* [PASSAGE PROVIDED]:

..........

Alongside Surfrider’s 2024 Clean Water Report, which produces water sample analyses of hundreds of beaches with the help of volunteers at Surfrider chapters across the greater U.S., the nonprofit organization also put together a Water Quality Report for Hawai‘i.
According to the data, seven test sites across O‘ahu and Kaua‘i showed harmful bacteria levels that exceeded state health standards more than half of the times they were tested by Surfrider’s volunteer-based water-testing program, Blue Water Task Force (BWTF). Several of those failed to reach safe levels for human contact more than 80% of the time:
“On Kauaʻi, three BWTF sites located at stream or river mouths (Hanalei River at Weke Rd., Hanamāʻulu Stream Mouth, and Nāwiliwili Stream) failed every single water test performed in 2024,” a Surfrider Hawai‘i press release announcing the report reads. “Similarly, on Oʻahu, the highest bacteria sites are located adjacent to stream mouths. The Chings (Punaluʻu Beach Park) sampling site, near Punaluʻu Stream on East Oʻahu, failed every water quality sample, and Kahaluʻu Beach failed 92% of samples. In our second year of sampling in Waiʻanae with Kingdom Pathways, one of the sites, Kaupuni Stream, is yet again exceeding state health standards consistently, with 80% of samples having failed.”

..........

* [SUPPLIED RECORDS]:
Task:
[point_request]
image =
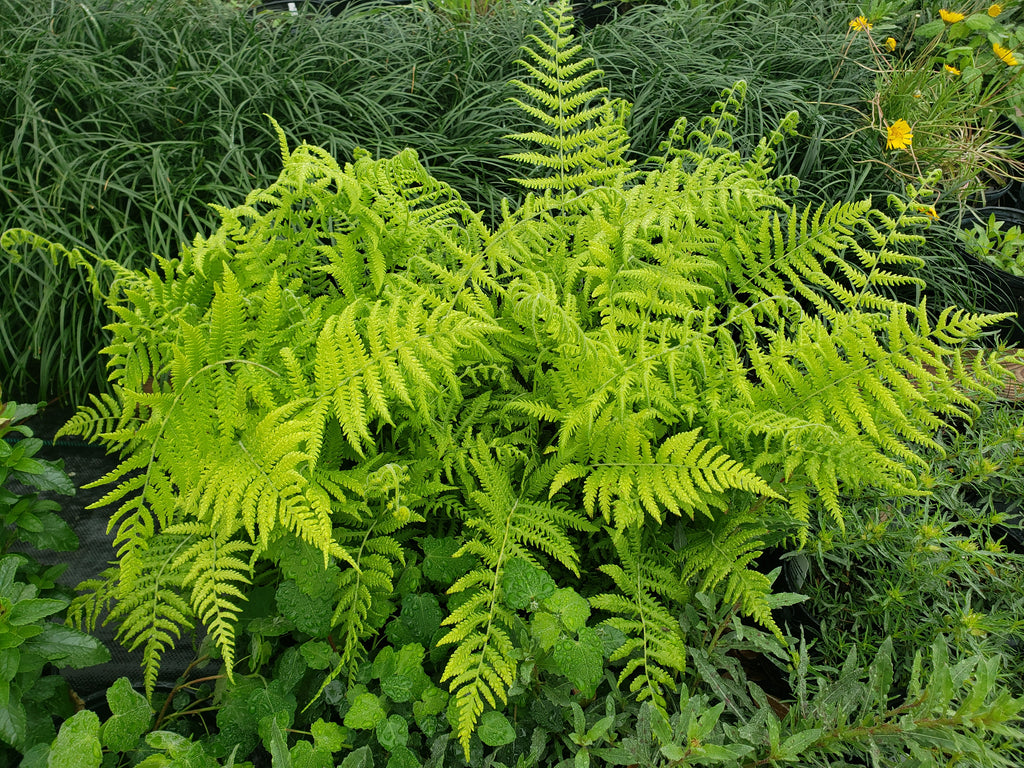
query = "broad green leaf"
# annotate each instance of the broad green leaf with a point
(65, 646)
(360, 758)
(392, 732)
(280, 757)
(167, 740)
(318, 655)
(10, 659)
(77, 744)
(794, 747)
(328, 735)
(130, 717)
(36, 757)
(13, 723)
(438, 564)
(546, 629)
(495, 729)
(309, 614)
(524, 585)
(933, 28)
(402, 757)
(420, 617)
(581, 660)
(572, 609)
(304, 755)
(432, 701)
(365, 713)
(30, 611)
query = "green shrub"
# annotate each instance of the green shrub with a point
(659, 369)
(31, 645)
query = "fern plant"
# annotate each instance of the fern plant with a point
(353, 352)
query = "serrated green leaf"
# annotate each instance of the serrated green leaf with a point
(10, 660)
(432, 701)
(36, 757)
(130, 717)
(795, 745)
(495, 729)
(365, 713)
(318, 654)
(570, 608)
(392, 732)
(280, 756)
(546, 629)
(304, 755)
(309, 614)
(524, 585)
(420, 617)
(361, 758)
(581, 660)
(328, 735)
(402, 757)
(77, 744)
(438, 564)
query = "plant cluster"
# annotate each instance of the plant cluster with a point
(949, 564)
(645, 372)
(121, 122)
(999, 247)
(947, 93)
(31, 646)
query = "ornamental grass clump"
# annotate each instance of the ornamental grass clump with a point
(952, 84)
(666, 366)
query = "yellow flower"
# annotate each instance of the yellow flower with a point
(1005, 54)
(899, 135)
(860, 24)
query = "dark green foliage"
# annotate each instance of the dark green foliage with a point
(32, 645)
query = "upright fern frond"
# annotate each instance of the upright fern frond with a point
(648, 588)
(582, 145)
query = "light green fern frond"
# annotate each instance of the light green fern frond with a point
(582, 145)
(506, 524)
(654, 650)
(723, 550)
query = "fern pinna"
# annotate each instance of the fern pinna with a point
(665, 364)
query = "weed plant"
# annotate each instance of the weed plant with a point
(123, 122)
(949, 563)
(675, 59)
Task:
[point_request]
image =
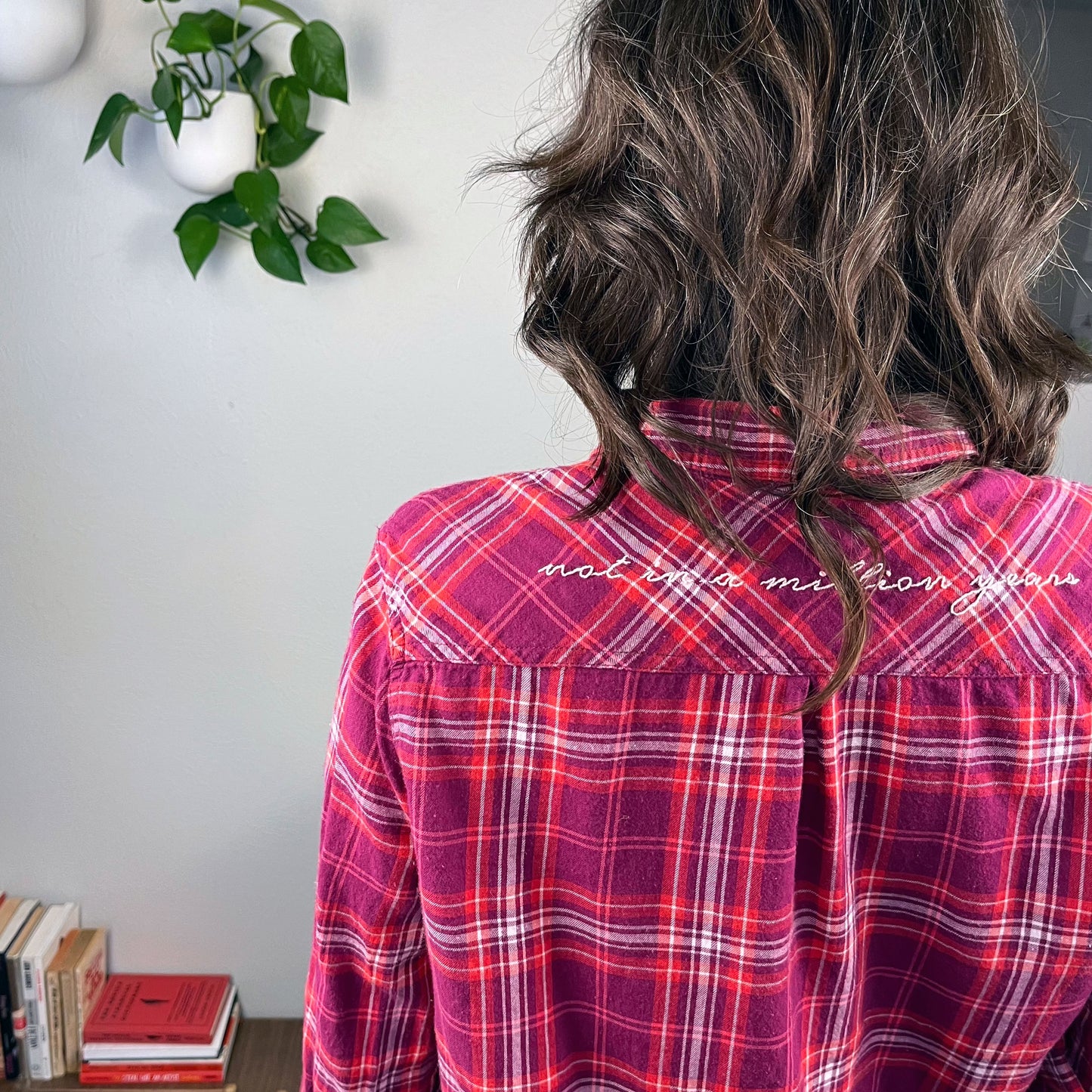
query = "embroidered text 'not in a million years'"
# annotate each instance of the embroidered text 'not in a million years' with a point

..........

* [WHAT THIS EXERCISE ASKS]:
1) Answer these questions from the passage on Hawai‘i water quality:
(a) What is the name of Surfrider’s volunteer-based water-testing program?
(b) How many test sites across O‘ahu and Kaua‘i exceeded state health standards more than half of the times they were tested?
(c) What percentage of samples failed at Kahaluʻu Beach?
2) In the passage on Hawai‘i water quality, recast the paragraph that opens with the words "On Kauaʻi, three BWTF sites" as a short list that keeps its main facts.

* [YOUR WRITTEN ANSWERS]:
1)
(a) Blue Water Task Force (BWTF)
(b) Seven
(c) 92%

2)
- Kauaʻi: Three BWTF sites at stream or river mouths failed every water test performed in 2024. The sites were Hanalei River at Weke Rd., Hanamāʻulu Stream Mouth, and Nāwiliwili Stream.
- Oʻahu: The highest bacteria sites lie next to stream mouths.
  - The Chings (Punaluʻu Beach Park), near Punaluʻu Stream on East Oʻahu, failed every water quality sample.
  - Kahaluʻu Beach failed 92% of samples.
  - Kaupuni Stream in Waiʻanae failed 80% of samples, again consistently exceeding state health standards. This was in the second year of sampling with Kingdom Pathways.